Produce an exact copy of all the data below, dropping every image.

__The records__:
○ ○ ○ ○ ○ ○ ○

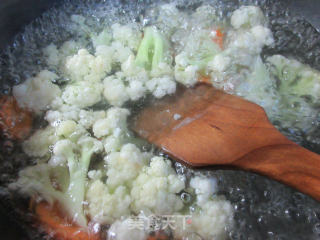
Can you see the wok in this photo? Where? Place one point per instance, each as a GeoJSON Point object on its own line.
{"type": "Point", "coordinates": [15, 14]}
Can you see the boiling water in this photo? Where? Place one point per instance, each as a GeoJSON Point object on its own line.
{"type": "Point", "coordinates": [264, 209]}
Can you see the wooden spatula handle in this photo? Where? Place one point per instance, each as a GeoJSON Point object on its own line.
{"type": "Point", "coordinates": [215, 128]}
{"type": "Point", "coordinates": [287, 163]}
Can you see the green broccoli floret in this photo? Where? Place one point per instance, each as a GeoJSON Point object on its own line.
{"type": "Point", "coordinates": [63, 184]}
{"type": "Point", "coordinates": [295, 79]}
{"type": "Point", "coordinates": [152, 49]}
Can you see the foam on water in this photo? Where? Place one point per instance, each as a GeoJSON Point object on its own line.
{"type": "Point", "coordinates": [264, 209]}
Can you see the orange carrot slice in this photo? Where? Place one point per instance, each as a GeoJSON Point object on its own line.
{"type": "Point", "coordinates": [60, 227]}
{"type": "Point", "coordinates": [160, 235]}
{"type": "Point", "coordinates": [14, 121]}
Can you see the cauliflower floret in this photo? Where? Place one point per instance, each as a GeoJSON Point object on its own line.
{"type": "Point", "coordinates": [103, 38]}
{"type": "Point", "coordinates": [130, 69]}
{"type": "Point", "coordinates": [61, 112]}
{"type": "Point", "coordinates": [71, 130]}
{"type": "Point", "coordinates": [219, 63]}
{"type": "Point", "coordinates": [38, 144]}
{"type": "Point", "coordinates": [37, 93]}
{"type": "Point", "coordinates": [115, 91]}
{"type": "Point", "coordinates": [136, 90]}
{"type": "Point", "coordinates": [247, 16]}
{"type": "Point", "coordinates": [155, 185]}
{"type": "Point", "coordinates": [105, 207]}
{"type": "Point", "coordinates": [122, 230]}
{"type": "Point", "coordinates": [120, 52]}
{"type": "Point", "coordinates": [127, 35]}
{"type": "Point", "coordinates": [116, 119]}
{"type": "Point", "coordinates": [88, 118]}
{"type": "Point", "coordinates": [162, 69]}
{"type": "Point", "coordinates": [95, 174]}
{"type": "Point", "coordinates": [124, 166]}
{"type": "Point", "coordinates": [204, 188]}
{"type": "Point", "coordinates": [82, 94]}
{"type": "Point", "coordinates": [187, 75]}
{"type": "Point", "coordinates": [84, 66]}
{"type": "Point", "coordinates": [161, 86]}
{"type": "Point", "coordinates": [212, 222]}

○ ○ ○ ○ ○ ○ ○

__Response for this exercise__:
Can you see the wok in this photo? Where? Place one point per instance, each as a GeoJSON Point object on its own line.
{"type": "Point", "coordinates": [15, 14]}
Can you see the boiling water in this photo? Where? Place one point per instance, each as a GeoJSON Point object on its own line.
{"type": "Point", "coordinates": [264, 209]}
Can you see the wooden spatula handle in this photo? Where? Place one point per instance, each as a GeoJSON Point object on its own line.
{"type": "Point", "coordinates": [215, 128]}
{"type": "Point", "coordinates": [287, 163]}
Can you see the green broccoli floret in this photo? Where? Place one point per instance, each as a GeoJSON Point object on its own line.
{"type": "Point", "coordinates": [63, 184]}
{"type": "Point", "coordinates": [295, 79]}
{"type": "Point", "coordinates": [152, 49]}
Can you see the foam on water in this photo? Where? Place one point per instance, each as a GeoJSON Point object on its own line.
{"type": "Point", "coordinates": [264, 209]}
Can you see the orange carrot slice in this photo? Where? Place one point per instance, each as a GeoJSON Point object on its own line.
{"type": "Point", "coordinates": [60, 227]}
{"type": "Point", "coordinates": [160, 235]}
{"type": "Point", "coordinates": [14, 121]}
Can you see the cauliflower floret in this photo? Where? Place one point per instance, each as a GeoJSON Point object on its own line.
{"type": "Point", "coordinates": [103, 38]}
{"type": "Point", "coordinates": [130, 69]}
{"type": "Point", "coordinates": [61, 112]}
{"type": "Point", "coordinates": [71, 130]}
{"type": "Point", "coordinates": [219, 63]}
{"type": "Point", "coordinates": [38, 144]}
{"type": "Point", "coordinates": [37, 93]}
{"type": "Point", "coordinates": [115, 91]}
{"type": "Point", "coordinates": [136, 90]}
{"type": "Point", "coordinates": [247, 16]}
{"type": "Point", "coordinates": [155, 185]}
{"type": "Point", "coordinates": [105, 207]}
{"type": "Point", "coordinates": [122, 230]}
{"type": "Point", "coordinates": [120, 52]}
{"type": "Point", "coordinates": [127, 35]}
{"type": "Point", "coordinates": [116, 119]}
{"type": "Point", "coordinates": [88, 118]}
{"type": "Point", "coordinates": [162, 69]}
{"type": "Point", "coordinates": [95, 174]}
{"type": "Point", "coordinates": [124, 166]}
{"type": "Point", "coordinates": [204, 188]}
{"type": "Point", "coordinates": [82, 94]}
{"type": "Point", "coordinates": [187, 75]}
{"type": "Point", "coordinates": [84, 66]}
{"type": "Point", "coordinates": [161, 86]}
{"type": "Point", "coordinates": [212, 222]}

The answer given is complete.